INSTRUCTIES
Zet alsjeblieft de reactie op de column over Aalst Carnaval voort, te beginnen na de laatste zin ervan.

‘Over de dubbele tong waarmee N-VA over Aalst Carnaval spreekt, zwijgt Jean-Marie Dedecker zedig’

‘Gisteren was ik een nazi, vandaag een Jodenslaaf: het leven als verkozen politicus kan bijzonder carnavalesk zijn’, schrijft Sam Van Rooy in een reactie op de column van Jean-Marie Dedecker over Aalst Carnaval.

De zondagcolumns van Jean-Marie Dedecker voor Knack, de lijstduwer op de N-VA-Kamerlijst, lezen lekker weg omdat ze feitelijk een opsomming zijn van (vaak goed gevonden) oneliners. Zijn libertaire, Vlaamsgezinde en republikeinse insteek en zijn geschop tegen het decadente establishment, kunnen vele lezers bekoren. Doorgaans ben ook ik het met hem eens.

Helaas is de kwantiteit van de oneliners in Dedeckers columns soms omgekeerd evenredig met de onderbouwing ervan. Het gebeurt zelfs dat een bepaalde, boude stelling gemakshalve niet wordt gestaafd. Om applaus te krijgen is het in deze tijdgeest inderdaad vaak al voldoende om, surfend op de ‘populistische’ golf, gewoon het tegengestelde te beweren van wat geboekstaafd staat als politiek correct. Feiten of cijfers? Niet nodig!

Het is om die reden dat ik naast tweets ook artikels en boeken produceer. Alleen worden die, in de felle en vaak vuile strijd die politiek heet, door politieke opponenten bewust genegeerd. Zo schrijft Dedecker in zijn recente zondagcolumn dat ‘Vlaams Belanger Filip Dewinter en zijn alter ego Sam van Rooy plat op de buik gaan voor elk joods stemmetje in hun Koekenstad’. Dat is een lichtzinnige, carnavaleske karikatuur die niet gestoeld is op de feiten.

De afgelopen week nog heb ik immers boze Joden (en niet-Joden) op mijn dak gekregen omdat ik het ondubbelzinnig opneem voor de vrijheid om te spotten op Aalst Carnaval.

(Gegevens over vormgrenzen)
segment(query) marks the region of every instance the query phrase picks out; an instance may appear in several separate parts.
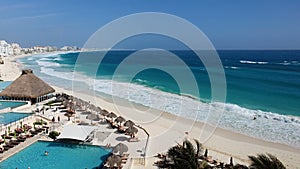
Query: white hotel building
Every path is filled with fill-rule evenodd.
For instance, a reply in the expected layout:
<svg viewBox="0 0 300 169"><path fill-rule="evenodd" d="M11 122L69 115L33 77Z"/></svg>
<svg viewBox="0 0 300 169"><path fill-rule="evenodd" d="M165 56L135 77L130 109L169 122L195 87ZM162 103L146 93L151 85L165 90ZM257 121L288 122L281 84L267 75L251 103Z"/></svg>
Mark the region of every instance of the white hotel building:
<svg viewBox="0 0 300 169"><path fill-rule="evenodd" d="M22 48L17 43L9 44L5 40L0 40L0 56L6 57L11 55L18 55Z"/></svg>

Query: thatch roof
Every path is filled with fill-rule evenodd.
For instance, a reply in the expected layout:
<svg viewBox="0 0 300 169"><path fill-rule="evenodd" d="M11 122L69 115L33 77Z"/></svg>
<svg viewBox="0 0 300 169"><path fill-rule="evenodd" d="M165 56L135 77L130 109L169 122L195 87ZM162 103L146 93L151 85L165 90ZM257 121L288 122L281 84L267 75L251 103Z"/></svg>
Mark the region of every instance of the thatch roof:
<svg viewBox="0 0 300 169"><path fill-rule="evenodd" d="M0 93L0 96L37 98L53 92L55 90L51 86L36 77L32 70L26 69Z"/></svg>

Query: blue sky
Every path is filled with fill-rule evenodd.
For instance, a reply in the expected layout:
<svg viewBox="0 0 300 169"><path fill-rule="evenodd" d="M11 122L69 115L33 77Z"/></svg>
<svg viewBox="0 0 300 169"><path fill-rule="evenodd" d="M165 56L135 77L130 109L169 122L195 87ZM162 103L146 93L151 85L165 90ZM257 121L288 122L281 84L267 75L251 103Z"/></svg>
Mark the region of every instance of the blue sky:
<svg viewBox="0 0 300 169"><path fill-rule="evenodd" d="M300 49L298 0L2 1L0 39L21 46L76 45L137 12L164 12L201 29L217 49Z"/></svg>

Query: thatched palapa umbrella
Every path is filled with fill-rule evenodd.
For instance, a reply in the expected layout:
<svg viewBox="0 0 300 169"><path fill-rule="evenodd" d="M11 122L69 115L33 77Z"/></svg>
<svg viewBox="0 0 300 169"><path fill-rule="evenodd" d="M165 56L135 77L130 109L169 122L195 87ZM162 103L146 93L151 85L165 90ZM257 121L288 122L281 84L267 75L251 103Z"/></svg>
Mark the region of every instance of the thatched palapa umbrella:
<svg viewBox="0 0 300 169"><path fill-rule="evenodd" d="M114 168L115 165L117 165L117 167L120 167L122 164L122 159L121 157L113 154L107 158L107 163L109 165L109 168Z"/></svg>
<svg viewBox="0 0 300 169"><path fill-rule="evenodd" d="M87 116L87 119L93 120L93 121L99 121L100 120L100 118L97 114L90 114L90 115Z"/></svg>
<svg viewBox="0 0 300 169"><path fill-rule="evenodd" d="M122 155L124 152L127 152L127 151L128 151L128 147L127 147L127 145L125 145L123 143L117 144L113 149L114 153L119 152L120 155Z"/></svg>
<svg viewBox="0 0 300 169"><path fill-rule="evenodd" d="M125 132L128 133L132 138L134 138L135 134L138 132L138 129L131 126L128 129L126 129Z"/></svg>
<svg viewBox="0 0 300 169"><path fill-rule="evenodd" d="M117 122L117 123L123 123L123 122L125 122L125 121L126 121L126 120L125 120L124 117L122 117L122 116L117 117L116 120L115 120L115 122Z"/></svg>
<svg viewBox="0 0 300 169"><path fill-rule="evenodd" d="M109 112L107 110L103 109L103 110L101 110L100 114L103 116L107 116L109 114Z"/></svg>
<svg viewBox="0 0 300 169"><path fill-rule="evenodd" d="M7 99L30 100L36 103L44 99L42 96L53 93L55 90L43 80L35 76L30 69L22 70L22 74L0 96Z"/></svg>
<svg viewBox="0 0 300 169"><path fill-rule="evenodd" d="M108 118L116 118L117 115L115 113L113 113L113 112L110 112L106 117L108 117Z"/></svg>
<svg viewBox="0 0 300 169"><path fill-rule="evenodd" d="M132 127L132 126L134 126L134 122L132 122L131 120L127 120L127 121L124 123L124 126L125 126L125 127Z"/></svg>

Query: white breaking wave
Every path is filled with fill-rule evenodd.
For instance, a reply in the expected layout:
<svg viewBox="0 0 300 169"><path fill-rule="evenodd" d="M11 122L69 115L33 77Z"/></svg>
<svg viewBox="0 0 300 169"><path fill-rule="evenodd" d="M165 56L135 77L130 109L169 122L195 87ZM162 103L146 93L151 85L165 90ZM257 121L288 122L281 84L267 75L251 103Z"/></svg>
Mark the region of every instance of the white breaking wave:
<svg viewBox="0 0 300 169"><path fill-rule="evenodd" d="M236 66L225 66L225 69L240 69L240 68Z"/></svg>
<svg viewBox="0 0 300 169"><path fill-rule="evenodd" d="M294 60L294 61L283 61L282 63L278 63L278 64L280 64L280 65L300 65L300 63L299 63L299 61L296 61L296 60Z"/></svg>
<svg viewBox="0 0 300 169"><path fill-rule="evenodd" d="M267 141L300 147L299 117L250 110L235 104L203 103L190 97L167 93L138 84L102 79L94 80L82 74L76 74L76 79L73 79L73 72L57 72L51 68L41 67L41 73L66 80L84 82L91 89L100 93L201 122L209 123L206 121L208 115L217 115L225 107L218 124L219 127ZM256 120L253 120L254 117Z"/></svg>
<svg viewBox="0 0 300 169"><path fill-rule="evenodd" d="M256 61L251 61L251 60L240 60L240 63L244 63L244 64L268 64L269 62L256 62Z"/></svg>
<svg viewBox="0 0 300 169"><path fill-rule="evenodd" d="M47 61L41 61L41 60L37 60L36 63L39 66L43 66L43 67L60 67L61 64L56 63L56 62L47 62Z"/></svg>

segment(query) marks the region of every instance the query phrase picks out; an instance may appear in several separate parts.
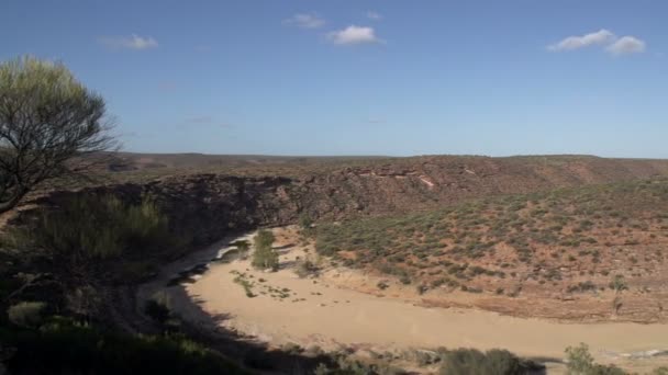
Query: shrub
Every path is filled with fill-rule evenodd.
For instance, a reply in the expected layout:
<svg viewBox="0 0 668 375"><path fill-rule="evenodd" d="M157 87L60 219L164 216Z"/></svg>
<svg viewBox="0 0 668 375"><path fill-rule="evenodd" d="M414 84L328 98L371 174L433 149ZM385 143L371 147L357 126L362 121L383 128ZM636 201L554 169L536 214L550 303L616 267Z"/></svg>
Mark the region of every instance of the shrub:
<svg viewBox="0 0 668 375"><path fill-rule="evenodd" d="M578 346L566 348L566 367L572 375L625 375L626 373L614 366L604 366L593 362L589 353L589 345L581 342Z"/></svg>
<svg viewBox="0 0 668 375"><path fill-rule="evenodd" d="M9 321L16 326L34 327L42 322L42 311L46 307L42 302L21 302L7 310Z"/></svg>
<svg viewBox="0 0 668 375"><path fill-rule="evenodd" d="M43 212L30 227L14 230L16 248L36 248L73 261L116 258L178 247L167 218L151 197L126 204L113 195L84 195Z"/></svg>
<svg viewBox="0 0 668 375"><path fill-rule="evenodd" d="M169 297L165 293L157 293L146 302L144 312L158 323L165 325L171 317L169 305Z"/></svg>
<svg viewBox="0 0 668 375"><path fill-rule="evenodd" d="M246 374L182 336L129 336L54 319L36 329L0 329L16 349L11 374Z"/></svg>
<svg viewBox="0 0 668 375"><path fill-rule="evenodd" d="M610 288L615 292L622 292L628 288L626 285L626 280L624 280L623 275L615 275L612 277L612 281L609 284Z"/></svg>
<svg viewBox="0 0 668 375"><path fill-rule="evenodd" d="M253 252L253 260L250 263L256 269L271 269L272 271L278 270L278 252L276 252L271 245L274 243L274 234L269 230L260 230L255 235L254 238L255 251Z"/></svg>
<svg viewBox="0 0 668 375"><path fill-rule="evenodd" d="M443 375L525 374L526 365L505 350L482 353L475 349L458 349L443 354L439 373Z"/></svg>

...

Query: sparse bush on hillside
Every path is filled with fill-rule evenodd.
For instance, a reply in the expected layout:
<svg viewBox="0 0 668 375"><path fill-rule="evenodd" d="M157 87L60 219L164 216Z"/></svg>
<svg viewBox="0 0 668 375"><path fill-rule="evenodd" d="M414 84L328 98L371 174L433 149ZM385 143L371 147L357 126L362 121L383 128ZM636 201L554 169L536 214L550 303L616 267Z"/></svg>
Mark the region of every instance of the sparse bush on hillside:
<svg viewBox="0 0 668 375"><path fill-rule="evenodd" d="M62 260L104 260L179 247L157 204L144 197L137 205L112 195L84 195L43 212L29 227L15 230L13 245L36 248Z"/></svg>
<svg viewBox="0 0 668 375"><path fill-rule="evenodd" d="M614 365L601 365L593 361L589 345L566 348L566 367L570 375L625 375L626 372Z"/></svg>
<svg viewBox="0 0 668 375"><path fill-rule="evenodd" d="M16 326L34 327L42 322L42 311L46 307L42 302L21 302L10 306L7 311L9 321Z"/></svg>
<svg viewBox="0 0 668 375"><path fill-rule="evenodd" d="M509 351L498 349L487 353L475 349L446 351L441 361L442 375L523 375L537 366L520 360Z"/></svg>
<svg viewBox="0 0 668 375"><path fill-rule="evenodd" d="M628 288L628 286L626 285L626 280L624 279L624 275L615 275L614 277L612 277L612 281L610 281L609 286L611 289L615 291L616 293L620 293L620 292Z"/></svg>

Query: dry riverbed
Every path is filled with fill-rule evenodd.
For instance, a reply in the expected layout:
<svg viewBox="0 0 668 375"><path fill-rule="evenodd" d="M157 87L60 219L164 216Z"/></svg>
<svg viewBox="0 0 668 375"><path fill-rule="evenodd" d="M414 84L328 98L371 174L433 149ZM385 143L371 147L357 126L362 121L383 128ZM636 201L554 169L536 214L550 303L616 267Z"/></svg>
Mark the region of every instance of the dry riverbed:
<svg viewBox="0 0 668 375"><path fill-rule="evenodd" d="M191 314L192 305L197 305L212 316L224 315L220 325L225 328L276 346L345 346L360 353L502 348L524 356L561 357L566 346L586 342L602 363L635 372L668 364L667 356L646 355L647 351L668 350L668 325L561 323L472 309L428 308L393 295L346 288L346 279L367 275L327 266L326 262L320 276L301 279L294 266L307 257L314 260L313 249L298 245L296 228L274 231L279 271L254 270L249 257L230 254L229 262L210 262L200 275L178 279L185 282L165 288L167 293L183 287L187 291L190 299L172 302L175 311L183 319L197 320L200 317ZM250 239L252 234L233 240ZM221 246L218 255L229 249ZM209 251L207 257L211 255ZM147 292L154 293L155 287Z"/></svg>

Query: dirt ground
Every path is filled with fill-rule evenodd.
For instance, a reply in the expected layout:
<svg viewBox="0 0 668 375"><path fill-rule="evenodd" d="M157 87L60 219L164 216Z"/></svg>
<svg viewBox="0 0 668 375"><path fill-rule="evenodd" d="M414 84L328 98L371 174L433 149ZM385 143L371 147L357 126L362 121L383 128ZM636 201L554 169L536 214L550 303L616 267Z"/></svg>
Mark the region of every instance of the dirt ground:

--

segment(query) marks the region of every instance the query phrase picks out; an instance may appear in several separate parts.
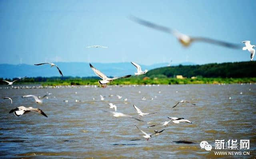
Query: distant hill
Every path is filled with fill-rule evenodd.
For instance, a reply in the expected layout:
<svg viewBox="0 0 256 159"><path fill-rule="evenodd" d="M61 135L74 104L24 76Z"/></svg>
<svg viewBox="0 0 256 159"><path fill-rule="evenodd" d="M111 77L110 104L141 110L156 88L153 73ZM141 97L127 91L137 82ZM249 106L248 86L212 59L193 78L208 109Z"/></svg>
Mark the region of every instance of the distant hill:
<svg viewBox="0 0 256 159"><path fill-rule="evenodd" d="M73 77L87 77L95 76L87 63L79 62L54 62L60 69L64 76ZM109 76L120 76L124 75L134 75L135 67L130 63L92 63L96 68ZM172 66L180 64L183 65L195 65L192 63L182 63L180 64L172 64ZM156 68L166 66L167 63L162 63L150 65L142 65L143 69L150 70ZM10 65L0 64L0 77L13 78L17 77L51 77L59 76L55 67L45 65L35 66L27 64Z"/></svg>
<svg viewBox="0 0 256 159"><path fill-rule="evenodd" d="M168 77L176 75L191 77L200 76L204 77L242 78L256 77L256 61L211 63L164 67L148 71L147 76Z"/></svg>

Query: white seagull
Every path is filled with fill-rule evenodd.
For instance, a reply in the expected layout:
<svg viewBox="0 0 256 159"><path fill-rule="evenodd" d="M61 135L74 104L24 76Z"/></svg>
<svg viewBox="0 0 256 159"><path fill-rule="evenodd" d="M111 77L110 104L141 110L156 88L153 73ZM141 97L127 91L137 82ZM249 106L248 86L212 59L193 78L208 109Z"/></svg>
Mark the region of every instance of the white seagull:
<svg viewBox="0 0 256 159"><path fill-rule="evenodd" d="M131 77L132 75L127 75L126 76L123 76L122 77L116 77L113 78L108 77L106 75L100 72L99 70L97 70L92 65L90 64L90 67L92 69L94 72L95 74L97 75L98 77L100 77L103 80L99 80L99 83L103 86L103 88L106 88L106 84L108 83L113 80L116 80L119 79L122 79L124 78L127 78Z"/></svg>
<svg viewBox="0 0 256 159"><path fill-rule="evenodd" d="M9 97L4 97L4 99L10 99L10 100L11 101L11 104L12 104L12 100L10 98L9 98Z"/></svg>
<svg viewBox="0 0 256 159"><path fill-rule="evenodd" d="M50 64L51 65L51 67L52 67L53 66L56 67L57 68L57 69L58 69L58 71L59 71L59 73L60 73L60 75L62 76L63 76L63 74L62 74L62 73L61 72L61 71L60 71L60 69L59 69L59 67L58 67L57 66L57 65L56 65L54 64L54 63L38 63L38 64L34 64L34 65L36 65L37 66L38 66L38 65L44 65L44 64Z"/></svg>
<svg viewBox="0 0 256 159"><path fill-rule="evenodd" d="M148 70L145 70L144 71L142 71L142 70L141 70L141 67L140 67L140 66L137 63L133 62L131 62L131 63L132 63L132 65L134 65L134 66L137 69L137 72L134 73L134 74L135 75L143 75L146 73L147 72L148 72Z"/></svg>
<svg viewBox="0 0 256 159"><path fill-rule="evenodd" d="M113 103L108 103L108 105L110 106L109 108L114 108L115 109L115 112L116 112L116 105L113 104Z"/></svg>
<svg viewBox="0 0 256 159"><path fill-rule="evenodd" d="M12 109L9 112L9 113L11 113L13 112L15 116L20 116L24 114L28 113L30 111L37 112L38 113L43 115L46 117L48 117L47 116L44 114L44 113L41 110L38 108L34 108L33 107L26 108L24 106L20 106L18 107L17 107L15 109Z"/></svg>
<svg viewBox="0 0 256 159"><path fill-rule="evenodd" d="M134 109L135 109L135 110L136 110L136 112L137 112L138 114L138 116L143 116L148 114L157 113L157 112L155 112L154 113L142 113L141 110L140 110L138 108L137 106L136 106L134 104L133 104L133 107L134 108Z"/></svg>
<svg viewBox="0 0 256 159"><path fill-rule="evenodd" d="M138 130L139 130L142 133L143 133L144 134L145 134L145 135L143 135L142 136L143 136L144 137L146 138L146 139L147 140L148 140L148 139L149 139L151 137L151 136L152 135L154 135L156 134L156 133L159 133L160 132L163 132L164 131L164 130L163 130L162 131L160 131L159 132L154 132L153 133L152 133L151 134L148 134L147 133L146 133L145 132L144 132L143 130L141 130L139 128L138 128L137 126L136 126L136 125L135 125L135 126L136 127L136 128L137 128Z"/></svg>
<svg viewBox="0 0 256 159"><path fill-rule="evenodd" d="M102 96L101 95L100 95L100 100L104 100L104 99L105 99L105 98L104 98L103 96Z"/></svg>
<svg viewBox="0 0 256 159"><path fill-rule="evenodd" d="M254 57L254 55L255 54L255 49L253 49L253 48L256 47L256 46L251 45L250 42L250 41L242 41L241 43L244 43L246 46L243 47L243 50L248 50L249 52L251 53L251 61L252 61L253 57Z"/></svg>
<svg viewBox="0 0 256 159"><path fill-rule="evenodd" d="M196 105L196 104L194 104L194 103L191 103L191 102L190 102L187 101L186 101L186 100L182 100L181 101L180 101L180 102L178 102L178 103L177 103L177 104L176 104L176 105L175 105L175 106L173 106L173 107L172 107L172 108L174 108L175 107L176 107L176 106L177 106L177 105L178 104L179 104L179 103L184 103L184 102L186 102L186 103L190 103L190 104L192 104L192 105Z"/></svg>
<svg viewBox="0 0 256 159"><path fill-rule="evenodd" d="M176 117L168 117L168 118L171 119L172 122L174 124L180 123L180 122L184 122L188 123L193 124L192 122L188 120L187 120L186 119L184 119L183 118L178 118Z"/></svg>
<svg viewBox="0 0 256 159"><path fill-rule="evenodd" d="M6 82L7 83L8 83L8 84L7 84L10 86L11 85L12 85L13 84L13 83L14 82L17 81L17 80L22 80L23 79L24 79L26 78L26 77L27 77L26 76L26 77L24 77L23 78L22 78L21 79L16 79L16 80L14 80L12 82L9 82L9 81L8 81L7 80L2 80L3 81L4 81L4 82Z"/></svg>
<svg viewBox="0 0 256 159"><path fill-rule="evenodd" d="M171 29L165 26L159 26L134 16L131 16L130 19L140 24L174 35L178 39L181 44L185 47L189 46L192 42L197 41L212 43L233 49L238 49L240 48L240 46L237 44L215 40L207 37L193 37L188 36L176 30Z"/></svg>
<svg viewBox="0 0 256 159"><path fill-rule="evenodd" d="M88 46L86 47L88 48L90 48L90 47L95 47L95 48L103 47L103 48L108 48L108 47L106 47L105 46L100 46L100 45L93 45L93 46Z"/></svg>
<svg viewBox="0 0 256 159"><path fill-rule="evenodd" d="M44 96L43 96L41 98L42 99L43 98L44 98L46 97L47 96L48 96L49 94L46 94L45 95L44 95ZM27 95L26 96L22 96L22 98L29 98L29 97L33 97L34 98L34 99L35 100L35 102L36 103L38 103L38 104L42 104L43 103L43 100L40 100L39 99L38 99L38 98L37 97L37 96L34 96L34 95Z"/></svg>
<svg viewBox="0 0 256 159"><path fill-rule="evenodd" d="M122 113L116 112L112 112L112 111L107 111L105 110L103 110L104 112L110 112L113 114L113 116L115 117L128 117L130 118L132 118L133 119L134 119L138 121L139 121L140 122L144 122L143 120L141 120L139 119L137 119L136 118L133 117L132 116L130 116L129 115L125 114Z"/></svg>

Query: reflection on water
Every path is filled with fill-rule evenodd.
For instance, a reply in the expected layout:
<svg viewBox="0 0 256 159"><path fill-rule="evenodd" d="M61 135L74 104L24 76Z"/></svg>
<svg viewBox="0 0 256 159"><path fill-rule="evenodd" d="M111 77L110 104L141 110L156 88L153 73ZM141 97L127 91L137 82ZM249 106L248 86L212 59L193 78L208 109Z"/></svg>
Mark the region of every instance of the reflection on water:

ANTWOORD
Nóg opmerkelijker wordt het wanneer Dedecker in dezelfde paragraaf de volgende zin schrijft: ‘Het is veiliger voor een chassidische Jood om in de steegjes van Aalst rond te kuieren dan in de straten van hellhole Molenbeek.’ Dat is dus precies wat ik de voorbije week had geschreven, zowel in reacties op Facebook als op Twitter, waarbij ik overigens ook de Israëlische ambassadeur had bekritiseerd.

Nota bene werden Geert Wilders en ikzelf in het Nederlandse Nieuw Israëlitisch Weekblad enkele dagen geleden nog juist om die reden bekritiseerd: Wilders omdat hij geen tweet heeft geplaatst met daarin een veroordeling van de Joodse karikaturen op het Aalsterse carnaval; ik omdat ik systematisch een pleidooi heb gehouden voor de vrijheid om te spotten, ook als dat bepaalde mensen, gemeenschappen, religies of culturen kwetst.

Is het daarom dat Geert Wilders ook door Dedecker wordt weggezet als ‘extreemrechts’ en tegelijkertijd als ‘slippendrager van de Israëlische lobby’? Het stelt me teleur dat de ‘politiek incorrecte’ Dedecker zich in dezen bezondigt aan het politiek correcte misbruik van de zwaarbeladen term ‘extreemrechts’.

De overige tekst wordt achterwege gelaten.